* [Request]: Please restate the following records word for word.

* [Record extracts]:
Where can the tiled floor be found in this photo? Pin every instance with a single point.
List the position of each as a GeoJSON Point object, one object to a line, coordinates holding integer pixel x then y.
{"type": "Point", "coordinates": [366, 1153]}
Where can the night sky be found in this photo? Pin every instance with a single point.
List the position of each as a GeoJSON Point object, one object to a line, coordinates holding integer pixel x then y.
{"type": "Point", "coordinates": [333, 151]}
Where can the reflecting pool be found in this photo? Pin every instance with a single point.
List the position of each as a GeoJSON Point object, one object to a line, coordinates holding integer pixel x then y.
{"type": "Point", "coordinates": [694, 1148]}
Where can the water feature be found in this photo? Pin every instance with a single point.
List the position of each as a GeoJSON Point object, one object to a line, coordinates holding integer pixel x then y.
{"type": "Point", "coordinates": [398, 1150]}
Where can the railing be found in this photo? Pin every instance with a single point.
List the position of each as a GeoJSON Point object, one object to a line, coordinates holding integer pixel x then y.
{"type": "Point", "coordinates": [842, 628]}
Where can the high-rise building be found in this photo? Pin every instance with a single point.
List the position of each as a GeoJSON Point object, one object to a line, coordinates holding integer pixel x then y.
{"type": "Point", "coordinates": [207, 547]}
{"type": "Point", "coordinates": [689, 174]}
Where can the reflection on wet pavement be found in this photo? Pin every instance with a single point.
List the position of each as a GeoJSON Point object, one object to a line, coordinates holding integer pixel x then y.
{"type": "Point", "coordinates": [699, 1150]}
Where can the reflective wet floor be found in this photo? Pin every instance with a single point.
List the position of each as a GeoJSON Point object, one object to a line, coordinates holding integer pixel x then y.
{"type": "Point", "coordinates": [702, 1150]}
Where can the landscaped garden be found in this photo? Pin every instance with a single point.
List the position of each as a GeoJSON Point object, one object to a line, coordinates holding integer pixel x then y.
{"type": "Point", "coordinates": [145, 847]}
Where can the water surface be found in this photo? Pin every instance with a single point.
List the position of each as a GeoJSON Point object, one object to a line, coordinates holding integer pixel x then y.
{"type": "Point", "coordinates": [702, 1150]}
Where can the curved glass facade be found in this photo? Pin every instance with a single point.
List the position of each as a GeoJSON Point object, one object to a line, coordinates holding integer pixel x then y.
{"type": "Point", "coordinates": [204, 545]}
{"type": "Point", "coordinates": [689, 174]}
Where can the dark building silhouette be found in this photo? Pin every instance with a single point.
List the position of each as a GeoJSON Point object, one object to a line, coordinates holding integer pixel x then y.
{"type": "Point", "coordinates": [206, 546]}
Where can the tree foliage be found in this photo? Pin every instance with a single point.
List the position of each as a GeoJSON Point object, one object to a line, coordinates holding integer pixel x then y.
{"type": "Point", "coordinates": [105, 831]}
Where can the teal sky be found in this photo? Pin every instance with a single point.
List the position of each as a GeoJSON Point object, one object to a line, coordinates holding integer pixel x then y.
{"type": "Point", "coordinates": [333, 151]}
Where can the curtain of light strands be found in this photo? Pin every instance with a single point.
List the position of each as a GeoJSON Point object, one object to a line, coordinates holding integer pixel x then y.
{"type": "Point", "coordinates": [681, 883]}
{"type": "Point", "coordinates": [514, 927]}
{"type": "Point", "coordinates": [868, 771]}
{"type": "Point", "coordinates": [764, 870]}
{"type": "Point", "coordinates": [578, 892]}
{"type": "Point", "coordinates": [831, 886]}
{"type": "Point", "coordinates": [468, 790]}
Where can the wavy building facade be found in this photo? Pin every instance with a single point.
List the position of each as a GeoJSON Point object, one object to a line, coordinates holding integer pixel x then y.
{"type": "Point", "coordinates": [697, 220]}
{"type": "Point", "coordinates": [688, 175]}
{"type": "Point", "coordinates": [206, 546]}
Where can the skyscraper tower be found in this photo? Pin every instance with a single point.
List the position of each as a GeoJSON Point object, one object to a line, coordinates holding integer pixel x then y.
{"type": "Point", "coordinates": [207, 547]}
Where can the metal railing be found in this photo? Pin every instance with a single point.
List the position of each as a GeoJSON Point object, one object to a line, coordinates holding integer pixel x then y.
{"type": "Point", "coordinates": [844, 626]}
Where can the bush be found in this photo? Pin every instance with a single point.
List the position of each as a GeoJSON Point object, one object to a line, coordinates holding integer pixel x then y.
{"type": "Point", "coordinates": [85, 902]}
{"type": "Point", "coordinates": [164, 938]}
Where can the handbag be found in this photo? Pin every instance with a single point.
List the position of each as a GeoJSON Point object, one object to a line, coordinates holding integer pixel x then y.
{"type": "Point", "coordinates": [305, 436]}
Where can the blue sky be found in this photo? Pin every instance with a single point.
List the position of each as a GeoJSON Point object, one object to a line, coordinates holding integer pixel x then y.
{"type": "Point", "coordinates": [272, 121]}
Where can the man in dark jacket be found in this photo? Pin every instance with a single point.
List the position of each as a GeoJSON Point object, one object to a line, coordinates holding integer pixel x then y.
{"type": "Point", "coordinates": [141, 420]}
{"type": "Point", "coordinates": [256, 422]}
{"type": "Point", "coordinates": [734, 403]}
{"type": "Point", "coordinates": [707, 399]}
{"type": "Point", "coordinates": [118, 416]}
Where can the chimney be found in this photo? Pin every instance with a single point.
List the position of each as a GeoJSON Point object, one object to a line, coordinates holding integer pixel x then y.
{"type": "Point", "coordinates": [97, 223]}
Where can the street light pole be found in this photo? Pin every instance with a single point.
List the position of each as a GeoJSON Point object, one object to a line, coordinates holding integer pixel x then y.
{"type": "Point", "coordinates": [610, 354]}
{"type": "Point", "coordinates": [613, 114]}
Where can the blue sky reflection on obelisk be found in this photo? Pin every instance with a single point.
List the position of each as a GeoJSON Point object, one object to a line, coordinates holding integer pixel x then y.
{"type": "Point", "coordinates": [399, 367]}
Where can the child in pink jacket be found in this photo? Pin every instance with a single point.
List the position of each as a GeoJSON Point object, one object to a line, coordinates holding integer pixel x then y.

* [Task answer]:
Where can the tiled floor be found in this photo? Pin every instance with a single point.
List the position of each as a GeoJSON Point object, one object to a line, coordinates holding integer pixel x then y.
{"type": "Point", "coordinates": [366, 1153]}
Where can the night sky be found in this photo? Pin every instance with a single point.
List the position of each as a GeoJSON Point object, one object to a line, coordinates holding integer pixel x then y.
{"type": "Point", "coordinates": [333, 151]}
Where can the reflecting pool be found in this photo? Pin every instance with a single point.
List the position of each as a GeoJSON Point object, one object to a line, coordinates holding integer pixel x then y.
{"type": "Point", "coordinates": [694, 1148]}
Where can the water feature be found in this photo? Pin every instance with a single point.
List the position of each as a GeoJSON Point object, one object to a line, coordinates holding integer pixel x then y.
{"type": "Point", "coordinates": [398, 1150]}
Where can the railing be found in this photo? Pin every instance with a single point.
List the position of each as a GeoJSON Point object, one object to a line, coordinates holding integer pixel x then y.
{"type": "Point", "coordinates": [842, 628]}
Where can the high-rise building be found in this photo? Pin every instance with a single point.
List the position of each as a GeoJSON Point object, one object to a line, coordinates holding integer pixel x then y.
{"type": "Point", "coordinates": [207, 547]}
{"type": "Point", "coordinates": [689, 174]}
Where can the reflection on wet pavement be found in this photo? Pin every instance with a single point.
List the position of each as a GeoJSON Point object, one object to a line, coordinates holding integer pixel x then y.
{"type": "Point", "coordinates": [699, 1150]}
Where can the reflective wet floor be found in this photo? Pin every instance with a single point.
List the position of each as a GeoJSON Point object, one object to a line, coordinates holding integer pixel x then y.
{"type": "Point", "coordinates": [702, 1150]}
Where can the landscaped garden be found in this photo? Pin every instance with a single point.
List the position of each as a GeoJSON Point object, one object to a line, coordinates holding integer pixel x then y.
{"type": "Point", "coordinates": [145, 847]}
Where can the water surface be found in this photo? Pin every instance with a single point.
List the position of each as a GeoJSON Point object, one object to a line, coordinates holding integer pixel x then y.
{"type": "Point", "coordinates": [702, 1150]}
Where can the curved glass facade be found in this photo? Pin every instance with a single point.
List the position of each as a GeoJSON Point object, one object to a line, coordinates holding integer pixel x then y.
{"type": "Point", "coordinates": [204, 545]}
{"type": "Point", "coordinates": [689, 174]}
Where can the dark building silhouette be found in this photo? Pin every instance with a single point.
List the position of each as a GeoJSON Point object, one object to a line, coordinates holding integer pixel x then y.
{"type": "Point", "coordinates": [206, 546]}
Where can the tree foliage be found in this photo? Pin every instance with a single point.
List the position of each as a GeoJSON Point object, one object to a line, coordinates holding integer pixel x then y.
{"type": "Point", "coordinates": [105, 831]}
Where can the teal sky be found in this photo? Pin every instance with a single point.
List the position of each as a GeoJSON Point object, one object to a line, coordinates holding integer pixel x then y.
{"type": "Point", "coordinates": [333, 151]}
Where can the curtain of light strands be found in this photo? Pin every instance with a single point.
List the position of each as a GeoJSON Point object, one object to a line, coordinates holding integer pixel x then y.
{"type": "Point", "coordinates": [681, 883]}
{"type": "Point", "coordinates": [514, 927]}
{"type": "Point", "coordinates": [868, 771]}
{"type": "Point", "coordinates": [764, 870]}
{"type": "Point", "coordinates": [578, 892]}
{"type": "Point", "coordinates": [831, 886]}
{"type": "Point", "coordinates": [468, 790]}
Where can the wavy building facade be found in this photo? Pin every instance with a single point.
List the position of each as a GeoJSON Point object, one object to a line, coordinates holding integer pixel x then y.
{"type": "Point", "coordinates": [697, 220]}
{"type": "Point", "coordinates": [688, 175]}
{"type": "Point", "coordinates": [206, 546]}
Where can the skyscraper tower be found in this photo? Pin every instance with a single point.
List the position of each as a GeoJSON Point object, one object to a line, coordinates holding integer pixel x then y.
{"type": "Point", "coordinates": [207, 547]}
Where can the metal railing be found in this photo? Pin every instance with a single point.
List the position of each as a GeoJSON Point object, one object to a line, coordinates holding integer pixel x then y.
{"type": "Point", "coordinates": [844, 626]}
Where can the bush be found in this photo? Pin every instance with a single point.
List the position of each as a GeoJSON Point object, one object to a line, coordinates holding integer pixel x then y.
{"type": "Point", "coordinates": [85, 902]}
{"type": "Point", "coordinates": [164, 938]}
Where can the handbag be found in this photo? Pin every instance with a single point.
List the position of each as a GeoJSON Point object, one object to a line, coordinates holding integer pixel x then y.
{"type": "Point", "coordinates": [305, 436]}
Where can the blue sky be found in this photo? Pin every instance with a single point.
List the position of each as a GeoJSON Point object, one object to a line, coordinates holding integer pixel x then y.
{"type": "Point", "coordinates": [272, 121]}
Where can the man in dark jacket be found in this photo? Pin every instance with a single point.
List the position of each as a GeoJSON Point object, one object to a line, coordinates holding integer pixel x then y.
{"type": "Point", "coordinates": [141, 420]}
{"type": "Point", "coordinates": [256, 422]}
{"type": "Point", "coordinates": [734, 403]}
{"type": "Point", "coordinates": [707, 399]}
{"type": "Point", "coordinates": [118, 416]}
Where can the chimney be found in this photo? Pin every instance with a single point.
List the position of each as a GeoJSON Point object, one object to a line, coordinates holding integer pixel x then y.
{"type": "Point", "coordinates": [97, 223]}
Where can the street light pole be found in this photo? Pin every instance with a single point.
List the position of each as a GeoJSON Point object, one object to a line, coordinates holding integer pixel x then y.
{"type": "Point", "coordinates": [610, 354]}
{"type": "Point", "coordinates": [613, 114]}
Where can the blue sky reflection on obelisk be found in this photo? Pin every instance with a single point.
List the position of each as a GeoJSON Point object, one object to a line, coordinates holding integer pixel x then y.
{"type": "Point", "coordinates": [399, 367]}
Where can the child in pink jacket be found in this photo? Pin every instance with a single point.
List the position of each as a GeoJSON Point object, one object to a line, coordinates holding integer pixel x then y.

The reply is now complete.